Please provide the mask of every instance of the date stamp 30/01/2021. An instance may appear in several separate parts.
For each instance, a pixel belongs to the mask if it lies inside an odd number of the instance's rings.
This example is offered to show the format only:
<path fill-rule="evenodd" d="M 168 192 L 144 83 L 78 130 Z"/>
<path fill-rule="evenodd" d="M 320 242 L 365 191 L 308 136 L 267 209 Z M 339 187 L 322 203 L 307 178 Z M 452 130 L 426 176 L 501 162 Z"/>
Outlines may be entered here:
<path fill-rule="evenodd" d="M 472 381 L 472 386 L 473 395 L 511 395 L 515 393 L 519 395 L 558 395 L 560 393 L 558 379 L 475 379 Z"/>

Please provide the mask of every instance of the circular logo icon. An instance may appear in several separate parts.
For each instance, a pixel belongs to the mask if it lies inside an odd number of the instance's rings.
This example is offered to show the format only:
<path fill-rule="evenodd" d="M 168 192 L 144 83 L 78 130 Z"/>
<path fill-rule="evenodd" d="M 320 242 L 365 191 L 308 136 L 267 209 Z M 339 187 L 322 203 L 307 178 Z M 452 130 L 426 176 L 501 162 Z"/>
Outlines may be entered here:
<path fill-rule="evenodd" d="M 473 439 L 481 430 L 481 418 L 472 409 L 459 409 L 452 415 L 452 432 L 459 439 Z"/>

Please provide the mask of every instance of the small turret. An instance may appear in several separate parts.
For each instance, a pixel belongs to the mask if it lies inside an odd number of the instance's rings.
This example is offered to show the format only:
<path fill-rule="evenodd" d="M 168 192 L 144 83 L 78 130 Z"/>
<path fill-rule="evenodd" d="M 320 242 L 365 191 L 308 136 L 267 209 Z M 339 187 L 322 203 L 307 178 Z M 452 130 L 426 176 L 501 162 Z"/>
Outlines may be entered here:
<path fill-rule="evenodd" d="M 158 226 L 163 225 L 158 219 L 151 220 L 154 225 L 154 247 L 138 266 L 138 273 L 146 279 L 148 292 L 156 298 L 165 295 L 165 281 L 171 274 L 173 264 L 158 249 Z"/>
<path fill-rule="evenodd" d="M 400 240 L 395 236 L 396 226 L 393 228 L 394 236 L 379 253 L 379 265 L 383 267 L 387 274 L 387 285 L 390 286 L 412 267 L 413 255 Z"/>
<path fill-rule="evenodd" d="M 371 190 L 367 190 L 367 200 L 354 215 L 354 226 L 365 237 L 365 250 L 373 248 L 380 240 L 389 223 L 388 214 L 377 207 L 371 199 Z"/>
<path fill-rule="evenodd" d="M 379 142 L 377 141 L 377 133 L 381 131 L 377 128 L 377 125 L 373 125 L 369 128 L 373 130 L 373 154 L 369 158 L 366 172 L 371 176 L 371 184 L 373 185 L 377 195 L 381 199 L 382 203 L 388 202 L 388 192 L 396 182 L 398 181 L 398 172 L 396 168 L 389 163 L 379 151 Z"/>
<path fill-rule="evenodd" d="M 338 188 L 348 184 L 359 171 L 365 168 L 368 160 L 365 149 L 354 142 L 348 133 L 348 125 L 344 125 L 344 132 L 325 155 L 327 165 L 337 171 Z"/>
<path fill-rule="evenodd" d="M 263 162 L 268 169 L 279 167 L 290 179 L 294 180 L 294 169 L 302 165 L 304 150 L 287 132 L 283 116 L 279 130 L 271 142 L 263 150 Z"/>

****************************************

**GIVEN PROBLEM**
Reproduce every line of the records above verbatim, from the first to the last, without changing anything.

**WRITTEN REPLY**
Please provide the mask of every instance of the date stamp 30/01/2021. An instance may appear in several separate parts.
For each instance, a pixel belongs to the mask if it lies inside an odd number of the instance's rings.
This example is offered to show the format only:
<path fill-rule="evenodd" d="M 168 192 L 144 83 L 78 130 Z"/>
<path fill-rule="evenodd" d="M 320 242 L 365 191 L 308 136 L 267 209 Z M 339 187 L 322 203 L 307 178 Z M 452 130 L 426 176 L 501 162 Z"/>
Outlines may be entered here:
<path fill-rule="evenodd" d="M 472 381 L 472 386 L 473 395 L 511 395 L 515 393 L 519 395 L 558 395 L 560 393 L 558 379 L 475 379 Z"/>

Please provide the mask of every instance of the circular logo icon. An instance may appear in several separate parts.
For each instance, a pixel belongs to the mask if it lies inside an odd number of the instance's rings.
This example is offered to show the format only:
<path fill-rule="evenodd" d="M 168 192 L 144 83 L 78 130 Z"/>
<path fill-rule="evenodd" d="M 320 242 L 365 191 L 308 136 L 267 209 Z M 339 187 L 322 203 L 307 178 Z M 452 130 L 426 176 L 501 162 Z"/>
Outlines may be entered here:
<path fill-rule="evenodd" d="M 473 439 L 481 430 L 481 418 L 472 409 L 459 409 L 452 415 L 452 432 L 459 439 Z"/>

Please provide the mask of every instance of the small turret. An instance may appear in several separate parts.
For each instance, a pixel belongs to the mask if it lies inside an odd number of the instance's rings.
This example is offered to show the format only:
<path fill-rule="evenodd" d="M 168 192 L 144 83 L 78 130 Z"/>
<path fill-rule="evenodd" d="M 320 242 L 365 191 L 308 136 L 267 209 Z M 339 187 L 322 203 L 307 178 Z M 452 130 L 426 176 L 501 162 Z"/>
Outlines may be entered here:
<path fill-rule="evenodd" d="M 158 226 L 163 225 L 158 219 L 151 220 L 154 225 L 154 247 L 138 266 L 138 273 L 146 279 L 148 292 L 156 298 L 165 295 L 165 281 L 171 274 L 173 264 L 158 249 Z"/>
<path fill-rule="evenodd" d="M 400 240 L 395 236 L 396 226 L 393 228 L 394 236 L 379 253 L 379 265 L 383 267 L 387 274 L 387 285 L 390 286 L 412 267 L 413 255 Z"/>
<path fill-rule="evenodd" d="M 371 190 L 367 190 L 367 200 L 354 215 L 354 226 L 365 237 L 365 250 L 373 248 L 380 240 L 389 223 L 388 214 L 377 207 L 371 199 Z"/>
<path fill-rule="evenodd" d="M 379 142 L 377 141 L 377 133 L 381 131 L 377 128 L 377 125 L 373 125 L 369 128 L 373 130 L 373 154 L 369 158 L 366 172 L 371 176 L 371 184 L 373 185 L 377 195 L 381 199 L 382 203 L 388 202 L 388 192 L 396 182 L 398 181 L 398 172 L 396 168 L 389 163 L 379 151 Z"/>
<path fill-rule="evenodd" d="M 338 188 L 348 184 L 359 171 L 365 168 L 368 160 L 365 149 L 354 142 L 348 133 L 348 125 L 344 125 L 344 132 L 325 155 L 327 165 L 337 171 Z"/>
<path fill-rule="evenodd" d="M 263 162 L 268 169 L 279 167 L 290 179 L 294 180 L 294 169 L 302 165 L 304 150 L 287 132 L 283 116 L 279 130 L 271 142 L 263 150 Z"/>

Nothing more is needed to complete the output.